▶ Goal:
Transcribe the lines of the listing below exactly as they stand, beginning with the line containing "the ceiling fan." and continuing through the line containing "x=156 y=159". Omit the pictures from your answer.

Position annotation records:
::::::::::

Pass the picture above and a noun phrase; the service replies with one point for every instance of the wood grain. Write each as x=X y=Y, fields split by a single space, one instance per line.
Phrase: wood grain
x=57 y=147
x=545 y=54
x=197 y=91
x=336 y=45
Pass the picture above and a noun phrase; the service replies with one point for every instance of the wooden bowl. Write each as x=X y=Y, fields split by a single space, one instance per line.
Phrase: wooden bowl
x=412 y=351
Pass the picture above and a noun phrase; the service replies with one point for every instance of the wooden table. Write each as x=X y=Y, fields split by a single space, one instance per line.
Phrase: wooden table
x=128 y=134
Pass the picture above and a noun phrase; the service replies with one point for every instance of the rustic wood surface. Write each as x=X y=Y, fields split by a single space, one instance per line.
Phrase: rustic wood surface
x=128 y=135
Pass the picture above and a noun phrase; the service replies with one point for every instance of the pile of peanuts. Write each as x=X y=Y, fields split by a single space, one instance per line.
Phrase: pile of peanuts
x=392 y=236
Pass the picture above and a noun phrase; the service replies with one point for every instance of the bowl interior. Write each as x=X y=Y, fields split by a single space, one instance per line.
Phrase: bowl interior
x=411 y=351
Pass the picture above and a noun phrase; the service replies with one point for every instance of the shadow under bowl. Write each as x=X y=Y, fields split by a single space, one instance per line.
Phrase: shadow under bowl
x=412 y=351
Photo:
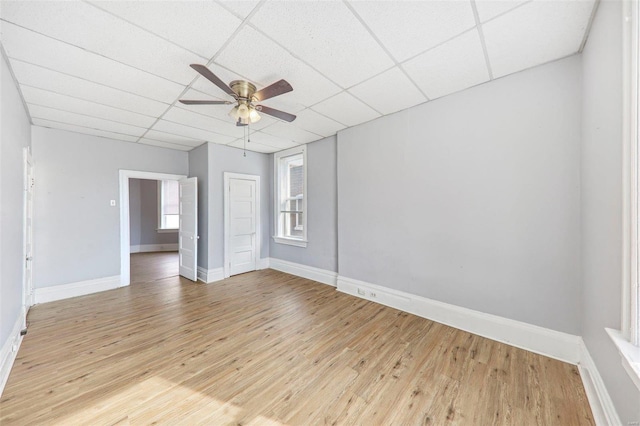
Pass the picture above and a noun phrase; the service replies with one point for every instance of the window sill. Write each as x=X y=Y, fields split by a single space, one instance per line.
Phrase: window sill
x=290 y=241
x=630 y=355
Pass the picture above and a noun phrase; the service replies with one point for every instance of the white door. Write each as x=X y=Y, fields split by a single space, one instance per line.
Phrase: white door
x=28 y=233
x=243 y=218
x=188 y=235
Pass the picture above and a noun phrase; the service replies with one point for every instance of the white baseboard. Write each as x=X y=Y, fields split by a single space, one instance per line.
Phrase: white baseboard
x=9 y=351
x=208 y=276
x=81 y=288
x=604 y=412
x=543 y=341
x=145 y=248
x=304 y=271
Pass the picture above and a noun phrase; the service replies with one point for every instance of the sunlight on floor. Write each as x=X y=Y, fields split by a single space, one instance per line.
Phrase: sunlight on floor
x=181 y=406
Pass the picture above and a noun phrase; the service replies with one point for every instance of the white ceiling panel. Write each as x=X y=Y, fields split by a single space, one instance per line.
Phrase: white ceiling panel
x=161 y=144
x=191 y=132
x=451 y=67
x=327 y=35
x=346 y=109
x=535 y=33
x=36 y=49
x=83 y=130
x=264 y=62
x=171 y=138
x=253 y=146
x=273 y=141
x=188 y=118
x=67 y=103
x=389 y=92
x=317 y=123
x=46 y=113
x=34 y=76
x=200 y=26
x=149 y=52
x=488 y=9
x=425 y=24
x=287 y=131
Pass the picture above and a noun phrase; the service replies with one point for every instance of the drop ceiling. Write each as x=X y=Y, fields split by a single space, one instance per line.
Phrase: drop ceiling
x=116 y=69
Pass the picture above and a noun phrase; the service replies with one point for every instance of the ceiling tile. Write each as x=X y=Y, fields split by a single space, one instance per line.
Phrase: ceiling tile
x=161 y=144
x=200 y=26
x=66 y=103
x=346 y=109
x=254 y=55
x=289 y=131
x=535 y=33
x=488 y=9
x=407 y=28
x=46 y=113
x=272 y=141
x=389 y=92
x=254 y=146
x=36 y=49
x=84 y=130
x=451 y=67
x=326 y=35
x=90 y=29
x=317 y=123
x=173 y=139
x=188 y=118
x=38 y=77
x=191 y=132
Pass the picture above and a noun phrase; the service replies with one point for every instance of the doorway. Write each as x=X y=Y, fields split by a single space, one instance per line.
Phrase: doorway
x=241 y=223
x=187 y=236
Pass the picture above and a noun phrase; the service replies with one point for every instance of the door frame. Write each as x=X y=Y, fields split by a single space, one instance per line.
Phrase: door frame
x=125 y=238
x=258 y=216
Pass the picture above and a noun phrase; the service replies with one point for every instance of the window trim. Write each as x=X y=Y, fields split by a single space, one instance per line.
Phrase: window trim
x=279 y=237
x=627 y=340
x=159 y=228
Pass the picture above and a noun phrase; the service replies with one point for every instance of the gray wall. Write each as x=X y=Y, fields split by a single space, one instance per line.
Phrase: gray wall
x=322 y=248
x=15 y=134
x=143 y=214
x=199 y=168
x=472 y=199
x=227 y=159
x=77 y=233
x=602 y=204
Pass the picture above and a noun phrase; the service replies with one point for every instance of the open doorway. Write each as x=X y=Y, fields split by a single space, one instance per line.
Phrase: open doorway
x=153 y=229
x=187 y=234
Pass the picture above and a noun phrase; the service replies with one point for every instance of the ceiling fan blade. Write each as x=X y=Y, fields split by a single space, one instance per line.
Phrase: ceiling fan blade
x=206 y=73
x=189 y=102
x=277 y=88
x=276 y=113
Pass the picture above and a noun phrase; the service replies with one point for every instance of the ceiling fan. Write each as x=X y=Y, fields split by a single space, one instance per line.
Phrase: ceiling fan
x=246 y=96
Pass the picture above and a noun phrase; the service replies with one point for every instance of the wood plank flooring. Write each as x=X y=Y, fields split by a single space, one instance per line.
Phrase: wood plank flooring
x=267 y=348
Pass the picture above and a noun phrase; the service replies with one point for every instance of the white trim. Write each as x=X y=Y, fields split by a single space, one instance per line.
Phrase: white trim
x=227 y=231
x=145 y=248
x=9 y=350
x=263 y=263
x=211 y=275
x=604 y=412
x=81 y=288
x=300 y=149
x=290 y=241
x=124 y=176
x=629 y=353
x=540 y=340
x=309 y=272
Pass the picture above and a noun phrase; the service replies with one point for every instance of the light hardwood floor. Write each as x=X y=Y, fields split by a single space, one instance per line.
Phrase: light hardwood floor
x=267 y=348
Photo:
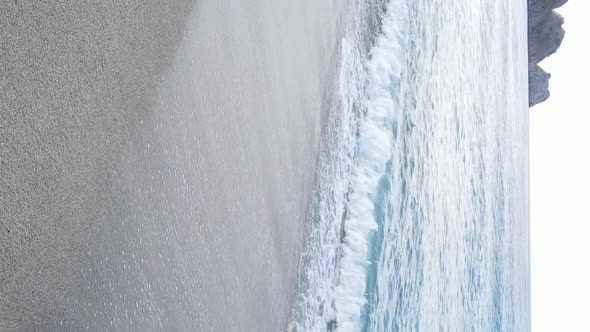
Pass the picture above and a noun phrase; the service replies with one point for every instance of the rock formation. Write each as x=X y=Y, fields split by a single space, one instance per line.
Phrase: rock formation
x=545 y=29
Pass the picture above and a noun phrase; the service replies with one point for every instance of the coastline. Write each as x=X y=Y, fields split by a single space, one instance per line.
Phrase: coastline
x=158 y=162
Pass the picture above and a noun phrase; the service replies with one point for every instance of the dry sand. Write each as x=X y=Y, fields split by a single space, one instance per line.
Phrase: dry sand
x=156 y=159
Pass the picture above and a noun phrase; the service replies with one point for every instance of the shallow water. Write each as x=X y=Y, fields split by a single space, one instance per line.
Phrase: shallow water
x=420 y=214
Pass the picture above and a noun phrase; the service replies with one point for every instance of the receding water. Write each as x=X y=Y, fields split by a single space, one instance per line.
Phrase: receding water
x=420 y=215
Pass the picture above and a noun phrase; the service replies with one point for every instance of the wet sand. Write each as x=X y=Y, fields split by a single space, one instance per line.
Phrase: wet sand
x=156 y=160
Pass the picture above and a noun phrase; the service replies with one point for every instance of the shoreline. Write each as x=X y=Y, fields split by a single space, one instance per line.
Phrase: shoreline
x=181 y=205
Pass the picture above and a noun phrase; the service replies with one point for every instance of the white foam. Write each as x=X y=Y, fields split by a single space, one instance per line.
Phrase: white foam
x=375 y=148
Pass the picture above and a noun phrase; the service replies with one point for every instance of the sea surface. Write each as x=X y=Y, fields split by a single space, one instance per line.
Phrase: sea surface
x=419 y=220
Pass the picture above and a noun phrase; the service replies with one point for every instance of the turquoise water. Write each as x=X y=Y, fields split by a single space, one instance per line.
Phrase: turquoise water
x=420 y=215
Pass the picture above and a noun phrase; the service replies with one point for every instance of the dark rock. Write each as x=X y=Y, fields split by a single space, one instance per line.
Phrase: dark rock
x=545 y=34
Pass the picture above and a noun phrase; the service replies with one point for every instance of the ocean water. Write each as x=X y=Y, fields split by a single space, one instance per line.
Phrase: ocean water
x=419 y=220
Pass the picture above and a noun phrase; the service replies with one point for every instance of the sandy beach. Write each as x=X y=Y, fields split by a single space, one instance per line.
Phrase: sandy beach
x=156 y=160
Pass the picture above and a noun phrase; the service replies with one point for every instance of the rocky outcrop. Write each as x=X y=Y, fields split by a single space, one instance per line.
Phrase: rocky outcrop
x=545 y=29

::::::::::

▶ Final answer:
Pass the picture above and a noun phrase; the service replies with one point for every instance of the ceiling fan. Write each as x=X y=Y, fields split by a single space, one instance per line.
Phrase: ceiling fan
x=246 y=96
Pass the picture above and a noun phrase; the service replies with one point for every instance of the wood plank flooring. Write each as x=X y=Y, fields split by a single space, one instance per line.
Phrase: wood plank flooring
x=267 y=348
Pass the picture above and a noun phrase; the service replies with one point for every instance of the white trim. Write each as x=X y=Y, fields split by a single space, one instance per line.
Phrase: white trim
x=227 y=231
x=145 y=248
x=9 y=350
x=263 y=263
x=211 y=275
x=604 y=412
x=81 y=288
x=300 y=149
x=290 y=241
x=124 y=176
x=629 y=353
x=540 y=340
x=309 y=272
Pass the picture above and a noun phrase; the service replies with one point for every instance of the light hardwood floor. Write each as x=X y=Y, fields split by a single space, one instance per line.
Phrase: light hardwood floor
x=267 y=348
Photo:
Pass the picture above and a noun phrase; the service replies with one point for every instance of the rock formation. Write each as x=X y=Y, fields split by a single space, one instance per line.
Phrase: rock formation
x=545 y=29
Pass the picture above and a noun phrase; the service replies with one point for every instance of the coastline. Write each as x=X y=Y, fields split by a single space, one instance per line.
Phrase: coastline
x=158 y=162
Pass the picture above and a noun phrase; the service replies with one point for every instance of the dry sand. Write each as x=X y=Y, fields split by a single space, one instance per line.
Phrase: dry sand
x=156 y=159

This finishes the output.